WORK INSTRUCTION » Would you retype each of the records exactly as shown?

____ MATERIAL SHOWN

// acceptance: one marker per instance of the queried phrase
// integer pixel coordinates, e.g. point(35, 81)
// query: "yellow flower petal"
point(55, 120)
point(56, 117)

________

RESULT OF THE EXERCISE »
// acceptance: one marker per instance of the queried phrase
// integer pixel coordinates, e.g. point(35, 81)
// query: "yellow flower petal"
point(55, 120)
point(56, 117)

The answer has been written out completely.